(Records from a collection)
+ + + +

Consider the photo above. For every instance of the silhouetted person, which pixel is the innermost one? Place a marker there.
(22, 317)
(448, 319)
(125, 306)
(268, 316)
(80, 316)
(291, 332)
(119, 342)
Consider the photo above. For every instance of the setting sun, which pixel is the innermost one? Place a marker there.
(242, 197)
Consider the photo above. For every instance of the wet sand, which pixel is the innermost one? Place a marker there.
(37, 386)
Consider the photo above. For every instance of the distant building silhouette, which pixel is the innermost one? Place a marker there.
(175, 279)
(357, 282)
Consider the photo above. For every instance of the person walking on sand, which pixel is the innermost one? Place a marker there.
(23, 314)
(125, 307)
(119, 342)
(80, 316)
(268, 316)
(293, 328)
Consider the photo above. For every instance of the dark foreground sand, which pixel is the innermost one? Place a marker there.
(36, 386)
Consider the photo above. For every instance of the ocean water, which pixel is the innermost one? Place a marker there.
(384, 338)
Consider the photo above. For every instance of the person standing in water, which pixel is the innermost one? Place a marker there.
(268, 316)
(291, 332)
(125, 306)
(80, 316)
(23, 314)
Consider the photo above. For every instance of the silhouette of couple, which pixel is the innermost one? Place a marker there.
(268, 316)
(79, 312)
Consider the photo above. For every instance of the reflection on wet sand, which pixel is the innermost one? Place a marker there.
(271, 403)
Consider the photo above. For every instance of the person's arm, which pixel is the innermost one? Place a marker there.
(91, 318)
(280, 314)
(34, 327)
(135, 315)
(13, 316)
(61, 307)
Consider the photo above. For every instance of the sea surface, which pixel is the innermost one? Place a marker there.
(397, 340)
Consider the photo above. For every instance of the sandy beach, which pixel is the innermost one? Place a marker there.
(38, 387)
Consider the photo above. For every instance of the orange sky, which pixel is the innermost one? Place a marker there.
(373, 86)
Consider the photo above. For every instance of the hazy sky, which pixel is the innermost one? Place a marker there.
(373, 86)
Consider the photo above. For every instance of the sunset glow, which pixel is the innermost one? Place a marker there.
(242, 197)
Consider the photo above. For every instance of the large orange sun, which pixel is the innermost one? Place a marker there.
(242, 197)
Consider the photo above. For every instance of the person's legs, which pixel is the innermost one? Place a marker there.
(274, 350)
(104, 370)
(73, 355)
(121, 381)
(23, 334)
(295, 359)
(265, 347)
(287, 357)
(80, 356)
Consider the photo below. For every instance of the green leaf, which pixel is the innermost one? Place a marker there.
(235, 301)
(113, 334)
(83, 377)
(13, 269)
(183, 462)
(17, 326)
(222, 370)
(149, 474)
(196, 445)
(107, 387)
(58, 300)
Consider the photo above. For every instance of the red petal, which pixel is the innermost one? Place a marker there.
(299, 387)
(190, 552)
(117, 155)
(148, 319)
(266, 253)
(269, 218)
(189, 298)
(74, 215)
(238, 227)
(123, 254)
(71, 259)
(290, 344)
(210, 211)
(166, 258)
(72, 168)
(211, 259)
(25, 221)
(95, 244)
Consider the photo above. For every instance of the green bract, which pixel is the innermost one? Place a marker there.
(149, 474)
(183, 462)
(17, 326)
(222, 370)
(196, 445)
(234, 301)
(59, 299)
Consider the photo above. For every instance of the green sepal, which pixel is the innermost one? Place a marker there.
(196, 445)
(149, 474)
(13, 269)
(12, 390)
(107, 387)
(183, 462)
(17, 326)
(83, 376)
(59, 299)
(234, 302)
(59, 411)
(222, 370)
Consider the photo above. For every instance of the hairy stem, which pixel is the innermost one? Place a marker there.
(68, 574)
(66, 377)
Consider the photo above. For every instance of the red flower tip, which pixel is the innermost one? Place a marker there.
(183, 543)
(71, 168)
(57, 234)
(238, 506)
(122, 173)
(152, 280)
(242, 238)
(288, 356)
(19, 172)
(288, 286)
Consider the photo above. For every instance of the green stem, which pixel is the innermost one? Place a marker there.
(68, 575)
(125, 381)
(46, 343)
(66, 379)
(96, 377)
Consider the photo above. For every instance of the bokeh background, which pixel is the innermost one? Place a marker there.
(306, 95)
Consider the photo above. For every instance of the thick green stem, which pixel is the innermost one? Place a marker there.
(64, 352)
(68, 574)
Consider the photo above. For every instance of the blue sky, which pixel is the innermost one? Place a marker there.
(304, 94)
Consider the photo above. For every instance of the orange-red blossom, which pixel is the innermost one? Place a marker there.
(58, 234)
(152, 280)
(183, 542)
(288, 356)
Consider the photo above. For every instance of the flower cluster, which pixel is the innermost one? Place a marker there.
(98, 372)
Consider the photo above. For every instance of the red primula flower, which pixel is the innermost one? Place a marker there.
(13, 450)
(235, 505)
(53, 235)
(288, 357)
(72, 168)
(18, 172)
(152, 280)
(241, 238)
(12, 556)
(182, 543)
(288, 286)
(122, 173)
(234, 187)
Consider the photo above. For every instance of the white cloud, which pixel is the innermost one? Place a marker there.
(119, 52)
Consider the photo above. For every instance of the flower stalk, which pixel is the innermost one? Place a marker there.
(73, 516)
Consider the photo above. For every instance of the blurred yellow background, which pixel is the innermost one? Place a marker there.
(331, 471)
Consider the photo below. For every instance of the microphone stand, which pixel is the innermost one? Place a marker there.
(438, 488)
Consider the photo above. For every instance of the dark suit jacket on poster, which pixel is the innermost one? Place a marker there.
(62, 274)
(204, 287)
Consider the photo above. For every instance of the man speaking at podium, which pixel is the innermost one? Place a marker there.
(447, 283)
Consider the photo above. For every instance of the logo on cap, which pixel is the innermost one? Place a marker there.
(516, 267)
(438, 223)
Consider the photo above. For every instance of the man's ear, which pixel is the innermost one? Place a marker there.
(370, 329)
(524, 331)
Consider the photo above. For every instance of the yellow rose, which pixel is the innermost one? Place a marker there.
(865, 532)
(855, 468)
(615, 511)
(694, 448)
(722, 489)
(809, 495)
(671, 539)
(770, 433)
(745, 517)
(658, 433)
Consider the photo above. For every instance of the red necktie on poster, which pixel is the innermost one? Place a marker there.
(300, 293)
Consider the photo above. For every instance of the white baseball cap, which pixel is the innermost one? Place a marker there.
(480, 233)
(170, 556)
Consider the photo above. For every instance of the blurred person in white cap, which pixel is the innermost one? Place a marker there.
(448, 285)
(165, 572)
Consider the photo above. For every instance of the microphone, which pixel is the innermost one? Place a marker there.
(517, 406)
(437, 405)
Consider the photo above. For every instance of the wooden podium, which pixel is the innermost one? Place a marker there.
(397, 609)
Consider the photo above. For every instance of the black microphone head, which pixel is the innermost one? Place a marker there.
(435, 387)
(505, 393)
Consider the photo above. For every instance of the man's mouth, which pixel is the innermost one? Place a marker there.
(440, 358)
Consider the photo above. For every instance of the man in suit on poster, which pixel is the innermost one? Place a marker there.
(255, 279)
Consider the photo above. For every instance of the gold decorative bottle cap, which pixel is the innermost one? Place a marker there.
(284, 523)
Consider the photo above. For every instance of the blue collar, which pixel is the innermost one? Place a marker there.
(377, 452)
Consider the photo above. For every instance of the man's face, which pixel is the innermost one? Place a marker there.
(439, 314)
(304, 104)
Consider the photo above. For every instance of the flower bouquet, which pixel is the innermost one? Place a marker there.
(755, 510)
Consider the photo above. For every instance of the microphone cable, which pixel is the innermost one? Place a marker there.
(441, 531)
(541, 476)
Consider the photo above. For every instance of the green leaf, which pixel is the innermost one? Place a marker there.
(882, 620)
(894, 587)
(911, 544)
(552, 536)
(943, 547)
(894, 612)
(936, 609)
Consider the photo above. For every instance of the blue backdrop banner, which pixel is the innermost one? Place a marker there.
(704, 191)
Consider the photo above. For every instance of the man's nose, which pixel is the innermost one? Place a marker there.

+ + + +

Return all of the above records exactly, leaving no line out.

Consider the photo above. For every instance of the silhouetted person, which pixel is the innermost one? Place a marker there.
(22, 317)
(448, 319)
(125, 306)
(268, 316)
(80, 316)
(291, 332)
(119, 342)
Consider the photo above. For every instance of the setting sun, which pixel is the innermost one? Place a marker there.
(242, 197)
Consider the photo above. For every instance of the wet sand, which pixel is the innermost one? Place a marker there.
(37, 386)
Consider the photo above. For every instance of the distant building silhouette, which pixel is the innermost one? Place a marker there.
(175, 279)
(357, 282)
Consider the photo above. For every instance of the person walking on sand, which pixel is the innermost one? Place a marker there.
(23, 314)
(125, 307)
(119, 342)
(80, 316)
(268, 316)
(293, 328)
Consider the photo above. For every instance of the dark foreground sand, which pixel is the innermost one? Place a marker there.
(36, 386)
Consider the photo above. For every instance of the ocean water, which pixel is the innermost one? Place a marker there.
(384, 338)
Consider the photo above. For every instance of the person standing in water, which pixel is the innermost one? Place a marker there.
(268, 316)
(291, 332)
(125, 306)
(80, 316)
(23, 314)
Consider the photo above. For every instance of the silhouette of couple, which pixel is the innermost one? Place a marker there.
(268, 316)
(79, 312)
Consider the photo above. For every instance of the reflection on wet sand, which pixel is the innermost one? Place a marker there.
(271, 403)
Consider the photo above. For every instance of the person's arm, which pixel is the innermost one? Place a marker there.
(91, 318)
(280, 314)
(34, 327)
(135, 315)
(13, 316)
(61, 307)
Consider the photo above. For every instance of the sea surface, which pixel is the innermost one? Place a marker there.
(397, 340)
Consider the photo above. For every instance of the sandy beach, which pixel is the innermost one? Place a marker there.
(38, 387)
Consider the photo above. For every instance of the orange sky, which pixel is the innermost one? Place a marker there.
(373, 86)
Consider the photo above. For every instance of the hazy sky, which pixel is the innermost one? Place a marker there.
(373, 86)
Consider the photo above. For every instance of the sunset glow, which pixel is the innermost one? Place a marker there.
(242, 197)
Consider the photo above. For every instance of the large orange sun, which pixel is the innermost one? Place a marker there.
(242, 197)
Consider the photo above. For every instance of the person's legs, which pixel is the innermost one? Place a marker there.
(274, 350)
(104, 370)
(73, 355)
(121, 381)
(23, 334)
(295, 359)
(265, 347)
(287, 357)
(80, 356)
Consider the photo below. For every instance of the green leaf, which pixel is the innermost one? Place a marker there.
(235, 301)
(113, 334)
(83, 377)
(13, 269)
(183, 462)
(17, 326)
(222, 370)
(149, 474)
(196, 445)
(107, 387)
(58, 300)
Consider the photo above. For every instance of the red petal, which pixel is the innermost one? Place a marker there.
(299, 387)
(190, 552)
(117, 155)
(148, 319)
(266, 253)
(269, 218)
(189, 298)
(74, 215)
(238, 227)
(123, 254)
(71, 259)
(290, 344)
(210, 211)
(166, 258)
(72, 168)
(211, 259)
(25, 221)
(95, 244)
Consider the photo above. For every instance of the green bract, which pixel is the innermost one? Place a marker there.
(149, 474)
(183, 462)
(17, 326)
(222, 370)
(196, 445)
(234, 301)
(59, 299)
Consider the photo above. For every instance of the green sepal, which pixel is the innermost one? Place a marker there.
(196, 445)
(149, 474)
(13, 269)
(12, 390)
(107, 387)
(183, 462)
(17, 326)
(83, 376)
(59, 299)
(234, 302)
(59, 411)
(222, 370)
Consider the photo above. For every instance of the hairy stem, which pixel is the innermost one? Place a marker there.
(68, 574)
(66, 377)
Consider the photo above. For every instance of the red flower tip, which pixel is the innermost one? Place a marker there.
(183, 543)
(71, 168)
(57, 234)
(238, 506)
(122, 173)
(152, 280)
(242, 238)
(288, 356)
(19, 172)
(288, 286)
Consider the photo above. For every instance of the green stem, which pixel is the innermost one? Place a marker there.
(68, 575)
(125, 381)
(46, 343)
(66, 379)
(96, 377)
Consider the photo above. For every instance of the bokeh background, which pixel is the innermost one? Place a marker there.
(306, 95)
Consider the photo above. For every instance of the thick green stem, which pixel is the innermost one? Place a marker there.
(64, 352)
(68, 574)
Consider the photo above. For every instance of the blue sky, which pixel is the innermost one? Place a marker there.
(304, 94)
Consider the photo above. For every instance of the orange-red blossom, which pixel is the innermost one? Place a marker there.
(58, 234)
(152, 280)
(183, 542)
(288, 356)
Consider the photo above. For every instance of the flower cluster, which pixel is the innermost one? Place a marker there.
(98, 372)
Consider the photo above. For every instance of the red primula flower, which pixel is the innermost one? Place a marker there.
(13, 450)
(235, 505)
(53, 235)
(288, 357)
(72, 168)
(18, 172)
(152, 280)
(241, 238)
(12, 556)
(182, 543)
(288, 286)
(122, 173)
(234, 187)
Consider the photo above. For every instance of the white cloud, which pixel is the innermost one? Place a marker there.
(119, 52)
Consider the photo above. For every instance of the flower stalk, which pixel is the innermost one? Place a marker there.
(73, 516)
Consider the photo above. For every instance of the blurred yellow background, which pixel is the innermost one? Place a marker there.
(331, 471)
Consider the photo below. For every instance of the microphone stand, which pixel is the innermost one? Place a marker there.
(438, 488)
Consider the photo above. For every instance of the dark suit jacket on poster, which pixel is the innermost one? Place a marker there.
(62, 274)
(204, 287)
Consider the photo above. For every instance of the man speaking at podium, which pixel is the innermost one? Place a marker there.
(447, 283)
Consider the photo above. For every instance of the logo on cap, which pixel is the innermost one? Place a marker there.
(516, 267)
(438, 223)
Consider the photo above. For every instance of the man's ear, which pixel is the innermost one? Place a marker there.
(370, 329)
(524, 331)
Consider the photo above. For every instance of the yellow rose, which pixel is the innermost one? Place a marker there.
(865, 532)
(855, 468)
(615, 511)
(694, 448)
(722, 489)
(809, 495)
(671, 539)
(770, 433)
(745, 517)
(658, 433)
Consider the photo above. For every instance of the red necktie on poster, which pixel is the innermost one? Place a marker there.
(300, 293)
Consider the photo above. For every instance of the white baseball cap, which pixel is the innermost one? Place a marker there.
(480, 233)
(170, 556)
Consider the photo above. For every instance of the blurred person in white cap, which pixel is the innermost one? Place a marker there.
(448, 285)
(165, 572)
Consider the photo above. For every instance of the microphone, which pixel is the innermost one? Place a marker there.
(517, 406)
(437, 405)
Consider the photo above. For every instance of the wooden podium, which pixel is the innermost one? Place a marker there.
(397, 609)
Consider the photo above. For every instance of the black microphone head, which pixel is the innermost one? Place a marker there.
(435, 387)
(505, 393)
Consider the photo above. For every instance of the man's mouth, which pixel is the innermost one? Place a marker there.
(440, 358)
Consider the photo above. For every instance of the man in suit on poster, which pixel is the innermost one? Place a marker there.
(255, 279)
Consider the photo above. For every instance of the gold decorative bottle cap, which pixel is the innermost one? Place a marker there.
(284, 523)
Consider the photo above. For every instance of the blue collar, which pixel is the innermost one? Place a marker there.
(377, 452)
Consider the photo above. For every instance of the man's face, which pixel is the innermost one? Place a marker there.
(439, 314)
(304, 104)
Consider the photo above. For every instance of the flower bouquet, which pixel is the innermost one? Place a marker there.
(755, 510)
Consider the photo above. For every instance of the microphone cable, which pixel is the innermost one? Place a marker there.
(441, 531)
(541, 476)
Consider the photo above. For every instance of the green leaf, which pixel is the innermost one? Place a marker there.
(882, 620)
(894, 587)
(911, 544)
(552, 536)
(943, 547)
(894, 612)
(936, 609)
Consider the photo above. For every instance of the blue backdrop banner, which pixel is the innermost one? Place a marker there.
(704, 191)
Consider the photo above. For every instance of the man's nose, which pixel is the innermost one? Place a marker there.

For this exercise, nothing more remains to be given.